* **Request**: Copy the records from the line containing "Indicate the window" through the end of the records, switching "lamp post" to "street lamp" and changing nothing else. Leave the pictures out of your answer.

::::

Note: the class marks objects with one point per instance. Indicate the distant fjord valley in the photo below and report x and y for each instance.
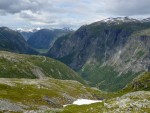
(102, 67)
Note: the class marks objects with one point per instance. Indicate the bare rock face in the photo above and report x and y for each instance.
(13, 41)
(117, 49)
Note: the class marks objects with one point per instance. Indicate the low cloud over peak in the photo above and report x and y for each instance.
(62, 13)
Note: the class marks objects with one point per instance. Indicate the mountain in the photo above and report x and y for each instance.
(133, 98)
(14, 65)
(44, 38)
(13, 41)
(109, 53)
(27, 33)
(39, 95)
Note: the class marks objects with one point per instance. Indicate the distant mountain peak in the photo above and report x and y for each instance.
(119, 19)
(28, 29)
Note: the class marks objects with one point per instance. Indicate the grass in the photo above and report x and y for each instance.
(32, 92)
(106, 78)
(22, 66)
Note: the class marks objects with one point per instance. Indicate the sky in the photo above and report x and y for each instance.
(67, 13)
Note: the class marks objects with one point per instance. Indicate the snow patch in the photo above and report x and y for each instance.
(83, 102)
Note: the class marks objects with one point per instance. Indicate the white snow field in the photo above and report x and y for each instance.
(83, 102)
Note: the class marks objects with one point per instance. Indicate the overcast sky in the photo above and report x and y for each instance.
(67, 13)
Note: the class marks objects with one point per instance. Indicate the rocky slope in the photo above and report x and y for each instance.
(13, 41)
(39, 95)
(108, 53)
(134, 98)
(14, 65)
(44, 38)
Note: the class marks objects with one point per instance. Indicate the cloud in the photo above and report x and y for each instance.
(71, 13)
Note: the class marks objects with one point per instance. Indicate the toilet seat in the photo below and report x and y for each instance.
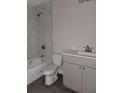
(50, 69)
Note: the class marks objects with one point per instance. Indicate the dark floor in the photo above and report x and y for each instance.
(38, 86)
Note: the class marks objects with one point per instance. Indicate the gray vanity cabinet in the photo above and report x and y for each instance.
(79, 75)
(89, 80)
(72, 76)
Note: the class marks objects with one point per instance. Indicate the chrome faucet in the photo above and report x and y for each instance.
(88, 49)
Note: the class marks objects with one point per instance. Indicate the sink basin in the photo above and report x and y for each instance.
(89, 54)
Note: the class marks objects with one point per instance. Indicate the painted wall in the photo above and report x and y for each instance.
(32, 36)
(44, 29)
(74, 24)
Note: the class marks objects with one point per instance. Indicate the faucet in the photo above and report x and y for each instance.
(88, 49)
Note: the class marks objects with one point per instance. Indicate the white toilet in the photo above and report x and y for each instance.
(51, 70)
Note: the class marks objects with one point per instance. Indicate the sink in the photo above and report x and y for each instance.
(89, 54)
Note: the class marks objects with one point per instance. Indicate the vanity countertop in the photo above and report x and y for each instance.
(77, 54)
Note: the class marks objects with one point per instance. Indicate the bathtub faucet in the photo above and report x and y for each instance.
(88, 49)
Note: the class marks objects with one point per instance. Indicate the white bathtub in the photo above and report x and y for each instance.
(34, 69)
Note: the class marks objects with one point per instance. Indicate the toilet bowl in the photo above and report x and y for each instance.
(51, 70)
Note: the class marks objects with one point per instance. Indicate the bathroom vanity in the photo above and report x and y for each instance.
(79, 72)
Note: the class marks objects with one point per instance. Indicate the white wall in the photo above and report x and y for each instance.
(74, 24)
(32, 38)
(44, 29)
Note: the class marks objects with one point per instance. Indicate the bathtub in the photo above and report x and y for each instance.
(35, 69)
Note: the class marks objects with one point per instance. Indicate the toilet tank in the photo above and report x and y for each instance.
(57, 59)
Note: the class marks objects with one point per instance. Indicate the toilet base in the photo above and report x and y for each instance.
(49, 80)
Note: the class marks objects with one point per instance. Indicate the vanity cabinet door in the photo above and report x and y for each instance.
(72, 76)
(89, 76)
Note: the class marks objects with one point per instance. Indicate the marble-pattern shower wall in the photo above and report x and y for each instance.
(44, 29)
(32, 36)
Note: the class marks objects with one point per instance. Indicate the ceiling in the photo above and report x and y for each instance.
(36, 2)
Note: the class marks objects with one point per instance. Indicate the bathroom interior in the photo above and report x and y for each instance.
(61, 46)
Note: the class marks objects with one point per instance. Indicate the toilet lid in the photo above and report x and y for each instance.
(50, 69)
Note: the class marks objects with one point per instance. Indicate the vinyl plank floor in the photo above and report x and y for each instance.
(38, 86)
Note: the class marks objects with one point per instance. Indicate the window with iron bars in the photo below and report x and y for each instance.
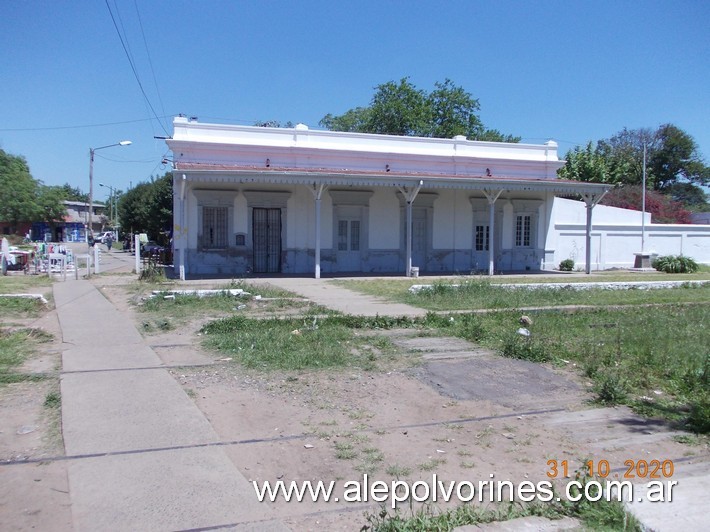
(523, 225)
(482, 238)
(214, 227)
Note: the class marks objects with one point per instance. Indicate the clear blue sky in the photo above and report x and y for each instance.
(570, 71)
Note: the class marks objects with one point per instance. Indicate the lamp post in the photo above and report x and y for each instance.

::::

* **Solution below**:
Note: the class marks objects with one point per instance. Indicate the window with iron bars in the photo below and report x and y for each instance.
(523, 225)
(482, 238)
(214, 227)
Note: the class marks objects with one point per instance. Indicate the clear blue sky in the photo above and report x and y for each instance.
(570, 71)
Note: the class marks objects with one point per instance. Indicate the street lamp in the photo above and report x and y for each instance.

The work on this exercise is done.